[Object pointing dataset rows]
::::
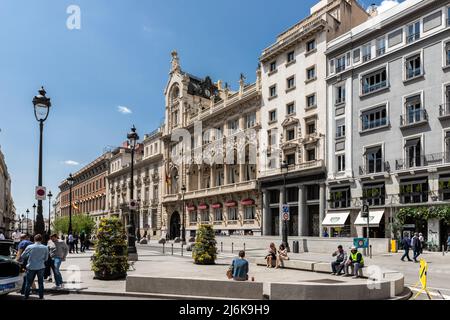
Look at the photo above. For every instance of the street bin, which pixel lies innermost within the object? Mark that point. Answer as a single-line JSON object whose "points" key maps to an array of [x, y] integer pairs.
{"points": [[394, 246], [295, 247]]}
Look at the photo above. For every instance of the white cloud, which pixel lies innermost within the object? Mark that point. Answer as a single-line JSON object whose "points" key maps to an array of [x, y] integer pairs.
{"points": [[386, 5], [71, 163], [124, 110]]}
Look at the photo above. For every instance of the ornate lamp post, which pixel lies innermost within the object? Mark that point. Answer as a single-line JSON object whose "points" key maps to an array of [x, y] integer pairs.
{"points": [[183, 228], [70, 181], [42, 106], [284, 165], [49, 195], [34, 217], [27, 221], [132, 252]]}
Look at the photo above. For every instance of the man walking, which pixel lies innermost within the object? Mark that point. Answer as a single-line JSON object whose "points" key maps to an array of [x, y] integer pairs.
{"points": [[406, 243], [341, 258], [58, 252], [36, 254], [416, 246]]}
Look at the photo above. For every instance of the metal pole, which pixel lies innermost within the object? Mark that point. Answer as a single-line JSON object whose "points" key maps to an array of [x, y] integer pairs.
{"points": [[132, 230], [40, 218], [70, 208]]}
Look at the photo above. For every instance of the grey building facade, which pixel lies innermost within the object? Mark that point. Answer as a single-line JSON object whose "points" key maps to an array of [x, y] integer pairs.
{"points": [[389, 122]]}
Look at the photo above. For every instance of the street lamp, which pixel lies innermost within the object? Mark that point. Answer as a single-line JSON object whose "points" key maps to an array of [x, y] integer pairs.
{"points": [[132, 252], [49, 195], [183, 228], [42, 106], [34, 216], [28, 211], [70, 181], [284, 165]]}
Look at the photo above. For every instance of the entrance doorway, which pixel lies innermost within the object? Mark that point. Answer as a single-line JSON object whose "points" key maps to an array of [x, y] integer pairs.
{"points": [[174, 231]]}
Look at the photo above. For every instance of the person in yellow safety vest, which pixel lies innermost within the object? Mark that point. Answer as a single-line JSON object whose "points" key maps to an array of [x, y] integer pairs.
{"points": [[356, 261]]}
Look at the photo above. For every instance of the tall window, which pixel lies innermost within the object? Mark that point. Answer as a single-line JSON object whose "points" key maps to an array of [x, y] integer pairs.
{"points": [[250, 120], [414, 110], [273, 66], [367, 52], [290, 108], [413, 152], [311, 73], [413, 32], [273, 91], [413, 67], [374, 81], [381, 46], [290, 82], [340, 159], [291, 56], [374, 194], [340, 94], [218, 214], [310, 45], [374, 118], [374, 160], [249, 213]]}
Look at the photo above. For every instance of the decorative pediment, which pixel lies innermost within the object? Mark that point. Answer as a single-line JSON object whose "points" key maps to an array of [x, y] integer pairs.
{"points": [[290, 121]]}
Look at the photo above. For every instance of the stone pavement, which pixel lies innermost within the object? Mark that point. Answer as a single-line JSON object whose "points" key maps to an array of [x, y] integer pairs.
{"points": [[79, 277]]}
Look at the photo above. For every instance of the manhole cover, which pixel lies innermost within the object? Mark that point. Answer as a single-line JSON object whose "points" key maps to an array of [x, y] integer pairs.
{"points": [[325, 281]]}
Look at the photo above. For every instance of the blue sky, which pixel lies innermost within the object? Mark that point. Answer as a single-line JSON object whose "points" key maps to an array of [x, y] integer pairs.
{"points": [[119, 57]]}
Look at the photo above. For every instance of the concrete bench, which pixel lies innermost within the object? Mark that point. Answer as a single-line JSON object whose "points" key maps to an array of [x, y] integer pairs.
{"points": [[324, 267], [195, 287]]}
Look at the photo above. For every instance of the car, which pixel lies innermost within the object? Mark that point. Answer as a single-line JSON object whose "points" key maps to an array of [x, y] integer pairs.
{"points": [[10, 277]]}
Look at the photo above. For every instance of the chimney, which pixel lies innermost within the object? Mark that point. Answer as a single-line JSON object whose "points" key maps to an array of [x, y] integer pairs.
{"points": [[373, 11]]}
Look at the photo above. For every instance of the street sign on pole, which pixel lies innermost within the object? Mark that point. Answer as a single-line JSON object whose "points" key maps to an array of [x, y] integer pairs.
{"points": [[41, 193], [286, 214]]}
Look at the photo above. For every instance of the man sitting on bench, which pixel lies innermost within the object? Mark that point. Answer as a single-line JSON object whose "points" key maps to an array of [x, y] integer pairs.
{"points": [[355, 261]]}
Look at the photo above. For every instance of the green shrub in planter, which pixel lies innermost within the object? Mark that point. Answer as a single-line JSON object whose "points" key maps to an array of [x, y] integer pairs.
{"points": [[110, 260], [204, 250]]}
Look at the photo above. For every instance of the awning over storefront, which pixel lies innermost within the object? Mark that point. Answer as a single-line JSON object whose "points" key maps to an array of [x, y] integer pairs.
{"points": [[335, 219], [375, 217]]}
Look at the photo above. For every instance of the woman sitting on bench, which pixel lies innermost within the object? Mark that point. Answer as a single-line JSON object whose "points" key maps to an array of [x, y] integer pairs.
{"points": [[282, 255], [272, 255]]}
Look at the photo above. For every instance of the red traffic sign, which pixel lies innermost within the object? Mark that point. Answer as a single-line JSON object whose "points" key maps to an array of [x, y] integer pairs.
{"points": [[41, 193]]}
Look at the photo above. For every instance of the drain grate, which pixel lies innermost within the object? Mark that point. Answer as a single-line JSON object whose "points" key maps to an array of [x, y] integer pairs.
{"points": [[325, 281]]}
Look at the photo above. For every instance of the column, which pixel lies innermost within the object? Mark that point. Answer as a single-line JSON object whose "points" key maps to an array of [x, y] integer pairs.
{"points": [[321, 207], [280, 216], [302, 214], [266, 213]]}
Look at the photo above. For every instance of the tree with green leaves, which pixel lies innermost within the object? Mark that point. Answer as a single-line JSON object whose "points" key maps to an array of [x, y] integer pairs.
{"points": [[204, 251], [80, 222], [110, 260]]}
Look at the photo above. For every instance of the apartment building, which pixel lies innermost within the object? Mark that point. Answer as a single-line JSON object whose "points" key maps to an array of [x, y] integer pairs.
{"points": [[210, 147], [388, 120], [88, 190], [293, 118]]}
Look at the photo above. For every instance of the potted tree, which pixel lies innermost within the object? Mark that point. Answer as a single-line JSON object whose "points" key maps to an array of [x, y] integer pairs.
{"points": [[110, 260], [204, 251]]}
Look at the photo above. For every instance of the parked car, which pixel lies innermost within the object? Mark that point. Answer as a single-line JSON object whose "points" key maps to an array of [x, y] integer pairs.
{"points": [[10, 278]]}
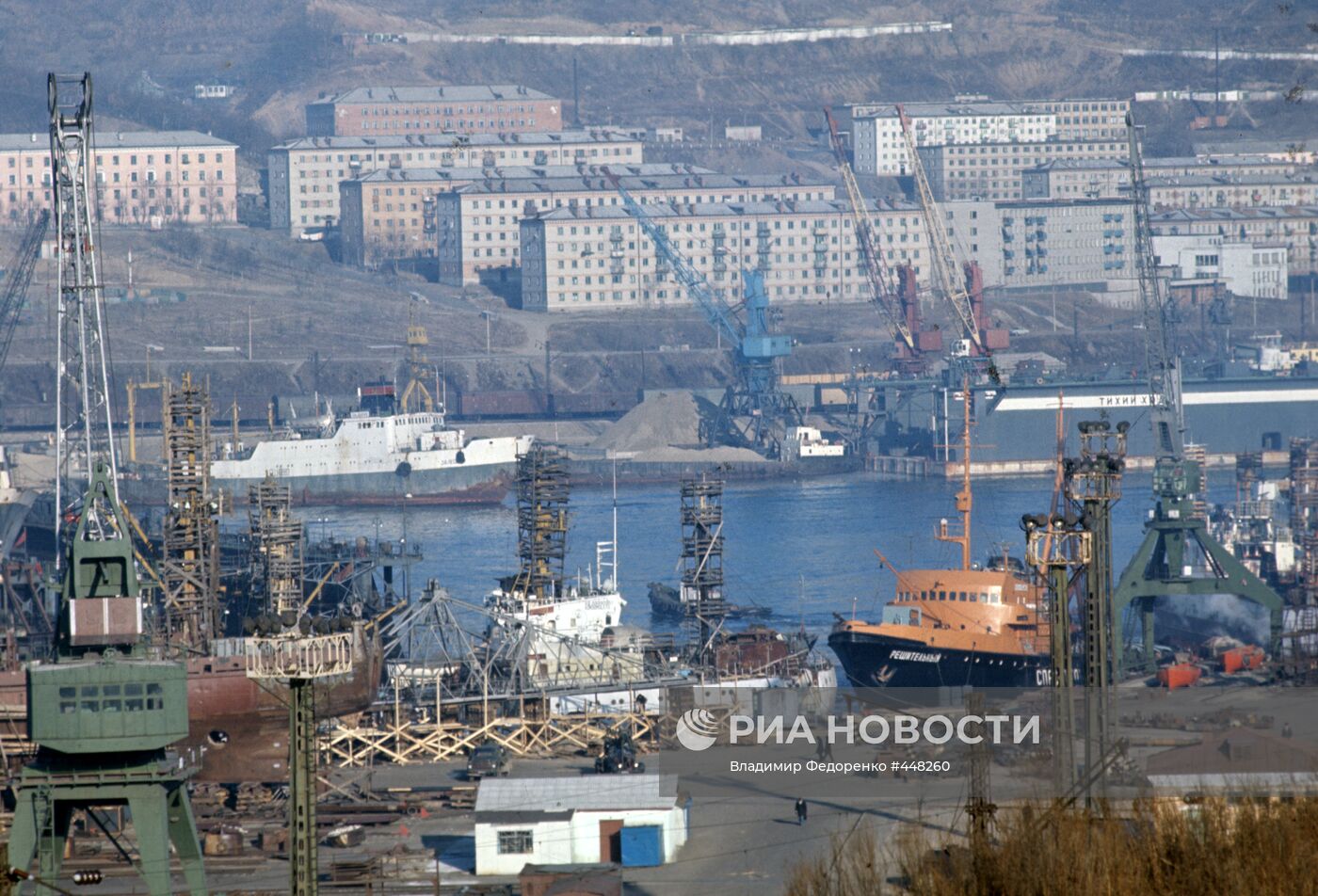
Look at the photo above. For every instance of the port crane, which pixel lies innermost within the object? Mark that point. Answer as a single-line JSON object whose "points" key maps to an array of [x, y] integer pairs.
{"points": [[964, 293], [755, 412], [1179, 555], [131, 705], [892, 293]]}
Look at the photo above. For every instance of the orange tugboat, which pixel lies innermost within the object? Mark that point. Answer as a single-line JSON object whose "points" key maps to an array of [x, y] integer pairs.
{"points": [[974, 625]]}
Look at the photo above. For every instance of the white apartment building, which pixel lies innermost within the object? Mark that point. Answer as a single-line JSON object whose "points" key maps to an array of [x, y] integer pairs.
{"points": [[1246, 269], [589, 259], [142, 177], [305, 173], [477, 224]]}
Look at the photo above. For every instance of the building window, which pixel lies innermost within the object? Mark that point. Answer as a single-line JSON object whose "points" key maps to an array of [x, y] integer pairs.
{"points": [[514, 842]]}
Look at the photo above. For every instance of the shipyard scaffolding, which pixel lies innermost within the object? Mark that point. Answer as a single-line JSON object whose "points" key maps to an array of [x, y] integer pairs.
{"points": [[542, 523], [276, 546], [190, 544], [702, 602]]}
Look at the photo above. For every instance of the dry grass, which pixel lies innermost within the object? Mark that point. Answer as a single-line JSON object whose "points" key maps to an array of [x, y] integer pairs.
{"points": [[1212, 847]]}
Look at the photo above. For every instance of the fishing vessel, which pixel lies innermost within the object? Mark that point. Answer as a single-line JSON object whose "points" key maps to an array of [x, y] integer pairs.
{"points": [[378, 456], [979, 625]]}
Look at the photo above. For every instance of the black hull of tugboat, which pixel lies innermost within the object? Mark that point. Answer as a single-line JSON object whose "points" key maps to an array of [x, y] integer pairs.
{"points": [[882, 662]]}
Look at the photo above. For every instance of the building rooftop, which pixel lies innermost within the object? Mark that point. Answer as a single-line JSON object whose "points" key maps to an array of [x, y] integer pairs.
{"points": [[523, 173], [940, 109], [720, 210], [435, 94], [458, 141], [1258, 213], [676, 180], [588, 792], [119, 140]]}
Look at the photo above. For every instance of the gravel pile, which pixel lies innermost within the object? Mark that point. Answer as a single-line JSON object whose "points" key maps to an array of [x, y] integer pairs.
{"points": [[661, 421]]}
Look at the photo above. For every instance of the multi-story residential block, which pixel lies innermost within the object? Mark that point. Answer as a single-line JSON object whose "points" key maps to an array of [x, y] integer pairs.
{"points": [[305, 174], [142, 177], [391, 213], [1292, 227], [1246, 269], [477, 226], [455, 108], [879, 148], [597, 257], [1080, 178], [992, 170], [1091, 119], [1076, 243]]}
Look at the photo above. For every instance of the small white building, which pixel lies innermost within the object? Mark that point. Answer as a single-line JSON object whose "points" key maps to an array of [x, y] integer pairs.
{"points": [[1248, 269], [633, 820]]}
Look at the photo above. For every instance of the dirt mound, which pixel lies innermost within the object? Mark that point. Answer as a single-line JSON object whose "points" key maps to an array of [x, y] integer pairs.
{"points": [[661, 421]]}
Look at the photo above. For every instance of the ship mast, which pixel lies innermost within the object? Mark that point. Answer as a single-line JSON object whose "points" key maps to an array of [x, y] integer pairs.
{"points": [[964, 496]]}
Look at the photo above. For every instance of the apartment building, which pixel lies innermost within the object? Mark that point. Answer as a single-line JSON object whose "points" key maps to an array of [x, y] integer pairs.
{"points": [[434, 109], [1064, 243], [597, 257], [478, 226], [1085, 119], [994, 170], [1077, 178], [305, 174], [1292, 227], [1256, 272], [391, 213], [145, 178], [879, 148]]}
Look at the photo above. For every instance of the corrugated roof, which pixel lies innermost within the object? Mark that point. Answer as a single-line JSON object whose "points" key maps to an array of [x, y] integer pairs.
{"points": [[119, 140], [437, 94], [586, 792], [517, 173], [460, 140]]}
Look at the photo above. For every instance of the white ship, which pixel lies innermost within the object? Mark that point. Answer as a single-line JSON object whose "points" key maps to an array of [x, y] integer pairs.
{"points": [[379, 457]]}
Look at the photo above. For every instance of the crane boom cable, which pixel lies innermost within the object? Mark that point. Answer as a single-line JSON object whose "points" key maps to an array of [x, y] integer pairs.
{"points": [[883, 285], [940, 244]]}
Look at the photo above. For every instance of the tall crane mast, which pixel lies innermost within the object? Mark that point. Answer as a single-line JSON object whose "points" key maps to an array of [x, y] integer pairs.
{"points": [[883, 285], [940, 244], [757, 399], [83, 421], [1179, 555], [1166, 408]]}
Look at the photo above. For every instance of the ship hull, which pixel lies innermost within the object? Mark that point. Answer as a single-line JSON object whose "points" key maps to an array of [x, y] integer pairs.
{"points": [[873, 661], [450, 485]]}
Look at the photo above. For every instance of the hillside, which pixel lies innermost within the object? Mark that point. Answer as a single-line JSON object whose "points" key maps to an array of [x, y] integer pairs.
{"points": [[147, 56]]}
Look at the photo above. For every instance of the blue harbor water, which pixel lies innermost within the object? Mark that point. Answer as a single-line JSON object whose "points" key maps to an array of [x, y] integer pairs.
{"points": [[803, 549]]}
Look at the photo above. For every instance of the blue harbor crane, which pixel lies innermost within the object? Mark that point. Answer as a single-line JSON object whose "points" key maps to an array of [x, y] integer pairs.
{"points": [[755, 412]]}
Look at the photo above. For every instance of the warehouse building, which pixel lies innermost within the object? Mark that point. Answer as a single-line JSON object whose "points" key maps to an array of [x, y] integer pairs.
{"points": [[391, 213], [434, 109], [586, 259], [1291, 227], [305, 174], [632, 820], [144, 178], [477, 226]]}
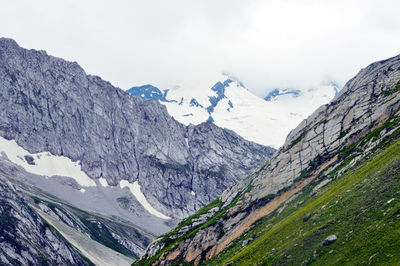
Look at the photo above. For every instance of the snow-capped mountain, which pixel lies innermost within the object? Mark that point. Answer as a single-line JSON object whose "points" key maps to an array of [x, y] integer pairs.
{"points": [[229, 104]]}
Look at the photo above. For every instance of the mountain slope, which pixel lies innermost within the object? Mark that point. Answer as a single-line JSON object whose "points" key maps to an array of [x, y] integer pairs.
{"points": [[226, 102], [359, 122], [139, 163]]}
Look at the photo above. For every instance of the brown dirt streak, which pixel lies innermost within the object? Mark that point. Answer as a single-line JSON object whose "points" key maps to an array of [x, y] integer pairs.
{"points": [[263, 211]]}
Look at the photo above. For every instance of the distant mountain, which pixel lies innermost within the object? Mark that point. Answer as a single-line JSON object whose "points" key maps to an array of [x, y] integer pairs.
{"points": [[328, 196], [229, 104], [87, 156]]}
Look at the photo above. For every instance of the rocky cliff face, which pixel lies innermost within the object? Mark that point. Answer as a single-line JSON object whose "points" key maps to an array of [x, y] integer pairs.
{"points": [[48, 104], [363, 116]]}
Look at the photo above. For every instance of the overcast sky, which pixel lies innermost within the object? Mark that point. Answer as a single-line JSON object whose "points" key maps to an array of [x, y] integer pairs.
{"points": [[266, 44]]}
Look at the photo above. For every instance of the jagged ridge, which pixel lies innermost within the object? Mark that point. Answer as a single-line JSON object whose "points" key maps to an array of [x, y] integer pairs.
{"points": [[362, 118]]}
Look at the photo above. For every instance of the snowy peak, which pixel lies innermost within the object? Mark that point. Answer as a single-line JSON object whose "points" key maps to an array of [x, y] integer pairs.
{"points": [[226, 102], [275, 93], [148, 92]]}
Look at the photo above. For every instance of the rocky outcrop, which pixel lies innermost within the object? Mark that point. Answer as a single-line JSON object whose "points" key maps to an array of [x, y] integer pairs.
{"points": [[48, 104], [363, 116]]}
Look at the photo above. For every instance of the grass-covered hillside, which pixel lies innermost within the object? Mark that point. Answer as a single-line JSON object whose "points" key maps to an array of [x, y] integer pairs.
::::
__Problem to solve__
Your task is to extract the lines running from the one with "Look at the photo above. For every instance of the mountain" to the end of the material, inclusive, copying each exactly and adding nothing.

__Output for this exercise__
Look at the photo above. For every instance of the mountain slope, which pixel lies innermost within the object? Mark that point. Answer as a single-line JSON object whose "points" key maps to an array of [x, y] integer pairs.
{"points": [[226, 102], [359, 122], [139, 163]]}
Look at the photo above. For every instance of the brown dirt streak, which pixel lies innermost within the object? Mark that point. Answer as a single-line JSON object whose "points" key maps to an array of [x, y] integer pairs.
{"points": [[263, 211]]}
Look at the photo above. For every instance of the distant mountain, which pixel lies innermost within the object? Mark that point. Answer as a single-line JSON object whose "points" key maps to an array of [x, y] integer pairs.
{"points": [[328, 196], [229, 104], [87, 156]]}
Look at the photo above. For every instance of the rocky cliff face, which pixel lies innermost within the object? Mark that point. Answer as a single-line JSON object whose "points" key maps to an array of [x, y] integer pairs.
{"points": [[48, 104], [363, 116]]}
Look at the photo above. For every instance of the overcast sky, which pixel lies innermost within the object? Mark that point. Answer as a single-line JSON object whose "points" key maps to an array of [x, y] integer pairs.
{"points": [[266, 44]]}
Look at the photo above. For every instance of the jagged ridge, which pixel lies innermost within the object? Mark that point. Answer as a single-line JSON object whose "points" key maps to an array of [x, y] integer pairs.
{"points": [[362, 118]]}
Look at the photo above. For every instance of the snowy peak, which pixel lies innermost within the object? Mark that point. Answer as a single-line JSON object whose "points" key maps to an array of [x, y] integer pairs.
{"points": [[226, 102], [275, 93], [148, 92]]}
Look at the photo above. For every instance of the rocky outcrop, which pixel lies innermost within the object? Mark that point. Answer as a single-line JSON object whose "points" key maps to an array of [x, y] integer pairs.
{"points": [[48, 104], [363, 116]]}
Look at the photo above. For every instance of the grass-covered hillside, which pixel lies innermost within the object? Mark that point. Answer as a single-line JSON object whose "points" key maps to an array of [x, y] integer pairs.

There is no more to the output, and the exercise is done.